▸ **Source document**:
=====

Systems - The Pressing Question

Posted by PhaseOfPlay on January 26, 2013, 10:00:47 PM

The Pressing Question: Are Liverpool a Pressing Team under Rodgers?

Pressing. It has been a watchword for Liverpool fans since the days of Rafa showed how effective it can be in controlling the opposition and thus the game itself. Recently, it has been brought more to light by the defensive structure of Pep Guardiola’s Barcelona, who probably brought the art of pressing to a peak for a period of two years. It is often seen as a highly difficult strategy to develop in a team, with numerous demands made on the players, including technique, speed, stamina, speed endurance, and game intelligence. It is not often seen in general terms, although a key measure of a lot of the all-time great teams is that they often have a high-intensity and organized pressing defence (although not always – see Herrera’s Inter and Capello’s Milan, for example). A pertinent question since Rodgers became manager has been whether he would attempt to copy Barca’s pressing style, or was there another defensive set-up he would look at. We will look here at aspects of the pressing game, and see if any or all apply to the new manager’s regime, and how. For the purposes of diagramming, the defending team will be in red and in a 4-3-3 formation like Liverpool have played this season, and the attacking team will be in blue and in a basic 4-4-2:

Principles of Defence, Redux –

It might be prudent at this point to go over the general principles of defence in order to have a common language when talking about pressing as a tactic. These principles are as follows:

Pressure – immediate positioning in front of the ball carrier, in order to win the ball through tackling, prevent the long ball, or impede forward dribbling

Delay/Contain – almost the same as pressure, except the intention is more to impede forward progress to allow players to get into recovery shape behind the ball

Cover/marking – coverage of space and players behind the ball, in the order of attackers in near and forward positions to the ball carrier, attackers square to the ball carrier, and then attackers immediately behind the ball carrier (double-marking)

=====

▸ **Objective 1**: In the pressing article, what formation does the defending team use in the diagrams?

▸ **Records to use**:
=====

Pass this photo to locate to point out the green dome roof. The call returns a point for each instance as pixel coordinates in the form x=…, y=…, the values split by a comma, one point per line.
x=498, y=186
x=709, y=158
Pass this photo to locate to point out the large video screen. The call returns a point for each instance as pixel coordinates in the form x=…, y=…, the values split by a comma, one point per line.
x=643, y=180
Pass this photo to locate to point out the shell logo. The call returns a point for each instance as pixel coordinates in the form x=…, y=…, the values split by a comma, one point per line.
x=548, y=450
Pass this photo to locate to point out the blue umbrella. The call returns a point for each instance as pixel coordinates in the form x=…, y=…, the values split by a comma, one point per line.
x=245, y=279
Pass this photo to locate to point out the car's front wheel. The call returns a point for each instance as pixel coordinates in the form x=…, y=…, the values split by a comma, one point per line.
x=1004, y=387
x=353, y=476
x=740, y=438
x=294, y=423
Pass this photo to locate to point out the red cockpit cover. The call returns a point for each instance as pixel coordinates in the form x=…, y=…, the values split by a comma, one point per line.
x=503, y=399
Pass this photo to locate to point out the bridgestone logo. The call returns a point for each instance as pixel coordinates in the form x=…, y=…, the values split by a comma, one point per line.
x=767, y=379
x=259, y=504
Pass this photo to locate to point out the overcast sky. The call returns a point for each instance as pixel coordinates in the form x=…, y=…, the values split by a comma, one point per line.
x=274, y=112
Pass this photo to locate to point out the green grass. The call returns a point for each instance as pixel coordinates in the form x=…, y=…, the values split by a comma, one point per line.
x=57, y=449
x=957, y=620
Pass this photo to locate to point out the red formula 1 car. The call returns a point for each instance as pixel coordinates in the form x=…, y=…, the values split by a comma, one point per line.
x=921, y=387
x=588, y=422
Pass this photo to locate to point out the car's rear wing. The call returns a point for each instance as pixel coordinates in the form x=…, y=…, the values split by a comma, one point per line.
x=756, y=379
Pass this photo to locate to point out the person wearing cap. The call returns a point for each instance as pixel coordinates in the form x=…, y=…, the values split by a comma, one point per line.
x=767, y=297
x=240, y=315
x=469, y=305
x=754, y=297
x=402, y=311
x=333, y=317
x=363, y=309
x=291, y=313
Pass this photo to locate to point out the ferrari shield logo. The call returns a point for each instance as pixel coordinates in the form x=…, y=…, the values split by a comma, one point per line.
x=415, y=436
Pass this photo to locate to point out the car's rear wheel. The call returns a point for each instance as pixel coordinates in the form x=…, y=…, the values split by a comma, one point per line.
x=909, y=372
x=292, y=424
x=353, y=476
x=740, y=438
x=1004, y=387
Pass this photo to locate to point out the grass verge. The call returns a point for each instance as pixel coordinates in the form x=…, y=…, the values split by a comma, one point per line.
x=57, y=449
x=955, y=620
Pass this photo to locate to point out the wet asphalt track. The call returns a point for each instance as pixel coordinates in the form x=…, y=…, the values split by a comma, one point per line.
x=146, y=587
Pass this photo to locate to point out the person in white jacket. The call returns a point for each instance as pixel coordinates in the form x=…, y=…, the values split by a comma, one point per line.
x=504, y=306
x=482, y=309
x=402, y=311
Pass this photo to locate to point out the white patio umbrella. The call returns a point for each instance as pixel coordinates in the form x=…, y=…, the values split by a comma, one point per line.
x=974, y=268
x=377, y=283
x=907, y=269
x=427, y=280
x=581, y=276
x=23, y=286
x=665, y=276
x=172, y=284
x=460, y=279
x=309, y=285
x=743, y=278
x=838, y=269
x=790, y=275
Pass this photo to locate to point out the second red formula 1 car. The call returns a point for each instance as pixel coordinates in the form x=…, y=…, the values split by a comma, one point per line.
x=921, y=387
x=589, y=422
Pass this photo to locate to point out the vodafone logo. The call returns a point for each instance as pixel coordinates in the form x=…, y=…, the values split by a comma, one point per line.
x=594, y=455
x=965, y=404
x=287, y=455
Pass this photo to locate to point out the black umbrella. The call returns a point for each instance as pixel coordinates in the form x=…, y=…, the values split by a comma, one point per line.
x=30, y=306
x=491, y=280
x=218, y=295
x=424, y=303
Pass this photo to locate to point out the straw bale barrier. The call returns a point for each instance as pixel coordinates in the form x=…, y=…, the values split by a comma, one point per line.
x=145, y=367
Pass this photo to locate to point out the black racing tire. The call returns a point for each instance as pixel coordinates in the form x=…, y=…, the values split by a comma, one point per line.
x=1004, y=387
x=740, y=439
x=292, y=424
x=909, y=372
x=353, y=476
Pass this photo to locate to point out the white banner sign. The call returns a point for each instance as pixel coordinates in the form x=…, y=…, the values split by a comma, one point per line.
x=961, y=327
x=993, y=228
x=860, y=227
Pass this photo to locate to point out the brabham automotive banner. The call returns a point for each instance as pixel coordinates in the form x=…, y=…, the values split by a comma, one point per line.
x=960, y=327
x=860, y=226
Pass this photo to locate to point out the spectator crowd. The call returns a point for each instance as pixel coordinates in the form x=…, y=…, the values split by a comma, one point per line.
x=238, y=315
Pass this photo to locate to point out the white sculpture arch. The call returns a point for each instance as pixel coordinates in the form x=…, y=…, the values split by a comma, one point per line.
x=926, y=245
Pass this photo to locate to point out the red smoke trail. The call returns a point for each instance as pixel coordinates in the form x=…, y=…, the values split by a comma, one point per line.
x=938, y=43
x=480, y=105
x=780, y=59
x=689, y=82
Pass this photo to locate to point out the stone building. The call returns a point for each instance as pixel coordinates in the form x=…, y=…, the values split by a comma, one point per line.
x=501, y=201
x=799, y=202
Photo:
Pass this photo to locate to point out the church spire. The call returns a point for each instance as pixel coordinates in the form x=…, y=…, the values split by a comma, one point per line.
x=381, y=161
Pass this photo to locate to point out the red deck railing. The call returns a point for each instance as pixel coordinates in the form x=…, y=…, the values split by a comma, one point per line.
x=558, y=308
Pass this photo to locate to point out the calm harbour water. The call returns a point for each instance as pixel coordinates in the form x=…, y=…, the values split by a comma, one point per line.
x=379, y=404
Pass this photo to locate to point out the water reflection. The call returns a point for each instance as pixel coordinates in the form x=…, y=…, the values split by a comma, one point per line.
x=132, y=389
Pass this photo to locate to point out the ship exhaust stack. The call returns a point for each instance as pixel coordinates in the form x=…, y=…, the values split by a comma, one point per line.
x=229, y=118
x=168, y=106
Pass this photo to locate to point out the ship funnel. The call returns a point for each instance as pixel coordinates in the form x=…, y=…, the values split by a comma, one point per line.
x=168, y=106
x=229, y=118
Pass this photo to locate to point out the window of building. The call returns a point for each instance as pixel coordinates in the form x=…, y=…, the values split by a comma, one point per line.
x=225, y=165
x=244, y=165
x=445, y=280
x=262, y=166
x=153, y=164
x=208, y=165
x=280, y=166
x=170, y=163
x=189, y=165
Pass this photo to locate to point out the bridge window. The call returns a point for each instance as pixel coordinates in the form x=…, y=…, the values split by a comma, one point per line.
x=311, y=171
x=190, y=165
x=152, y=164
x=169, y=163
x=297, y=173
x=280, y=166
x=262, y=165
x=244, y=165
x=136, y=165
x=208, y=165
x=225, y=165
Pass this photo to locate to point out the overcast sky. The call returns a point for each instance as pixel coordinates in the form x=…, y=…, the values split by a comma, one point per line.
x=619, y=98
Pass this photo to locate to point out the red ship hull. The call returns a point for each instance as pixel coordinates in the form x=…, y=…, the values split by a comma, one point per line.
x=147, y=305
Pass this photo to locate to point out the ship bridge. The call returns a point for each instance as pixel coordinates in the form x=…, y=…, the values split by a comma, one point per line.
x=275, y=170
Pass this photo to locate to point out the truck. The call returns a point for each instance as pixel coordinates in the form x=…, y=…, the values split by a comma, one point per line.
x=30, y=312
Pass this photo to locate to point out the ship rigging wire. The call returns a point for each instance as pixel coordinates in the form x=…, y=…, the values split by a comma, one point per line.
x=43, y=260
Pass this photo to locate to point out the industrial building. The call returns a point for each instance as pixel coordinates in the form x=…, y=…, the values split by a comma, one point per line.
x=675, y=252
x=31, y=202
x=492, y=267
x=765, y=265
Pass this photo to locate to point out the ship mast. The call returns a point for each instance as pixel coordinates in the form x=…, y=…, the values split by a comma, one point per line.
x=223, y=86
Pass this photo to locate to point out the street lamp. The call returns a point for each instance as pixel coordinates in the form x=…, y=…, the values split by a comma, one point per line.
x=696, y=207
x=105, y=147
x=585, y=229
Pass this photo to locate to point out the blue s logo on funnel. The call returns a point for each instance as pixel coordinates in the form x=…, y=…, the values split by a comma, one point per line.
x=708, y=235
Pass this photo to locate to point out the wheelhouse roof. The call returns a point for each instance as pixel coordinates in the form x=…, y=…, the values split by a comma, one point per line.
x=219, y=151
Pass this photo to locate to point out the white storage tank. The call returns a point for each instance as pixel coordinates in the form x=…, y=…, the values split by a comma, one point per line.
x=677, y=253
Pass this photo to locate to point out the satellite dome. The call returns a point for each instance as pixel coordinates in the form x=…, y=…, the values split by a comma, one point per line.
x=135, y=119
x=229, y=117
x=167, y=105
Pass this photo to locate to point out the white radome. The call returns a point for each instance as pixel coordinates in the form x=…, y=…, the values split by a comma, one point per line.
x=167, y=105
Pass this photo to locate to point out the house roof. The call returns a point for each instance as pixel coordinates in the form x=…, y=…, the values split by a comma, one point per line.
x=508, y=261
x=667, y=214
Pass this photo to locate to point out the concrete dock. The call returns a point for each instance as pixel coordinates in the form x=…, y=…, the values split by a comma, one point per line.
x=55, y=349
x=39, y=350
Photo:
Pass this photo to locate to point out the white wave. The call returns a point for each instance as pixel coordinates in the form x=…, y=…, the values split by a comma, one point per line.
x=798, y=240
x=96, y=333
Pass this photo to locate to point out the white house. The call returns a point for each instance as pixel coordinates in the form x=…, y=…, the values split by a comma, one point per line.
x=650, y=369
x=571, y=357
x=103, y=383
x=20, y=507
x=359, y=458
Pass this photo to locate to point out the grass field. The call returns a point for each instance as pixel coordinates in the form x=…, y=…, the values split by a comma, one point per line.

=====

▸ **Objective 2**: Update the rows from the first one up to and including the row with "x=548, y=450", replacing "instance" with "occurrence" and leaving everything else unchanged. Return only those rows.

▸ **Worked solution 1**: A 4-3-3 formation, shown in red.

▸ **Worked solution 2**:
Pass this photo to locate to point out the green dome roof. The call returns a point for each occurrence as pixel coordinates in the form x=…, y=…, the values split by a comma, one point per line.
x=498, y=186
x=709, y=158
Pass this photo to locate to point out the large video screen. The call returns a point for each occurrence as pixel coordinates in the form x=…, y=…, the values split by a comma, one point per line.
x=643, y=180
Pass this photo to locate to point out the shell logo. The call returns a point for each occurrence as pixel coordinates in the form x=…, y=…, the values split by a comma, one point per line.
x=548, y=450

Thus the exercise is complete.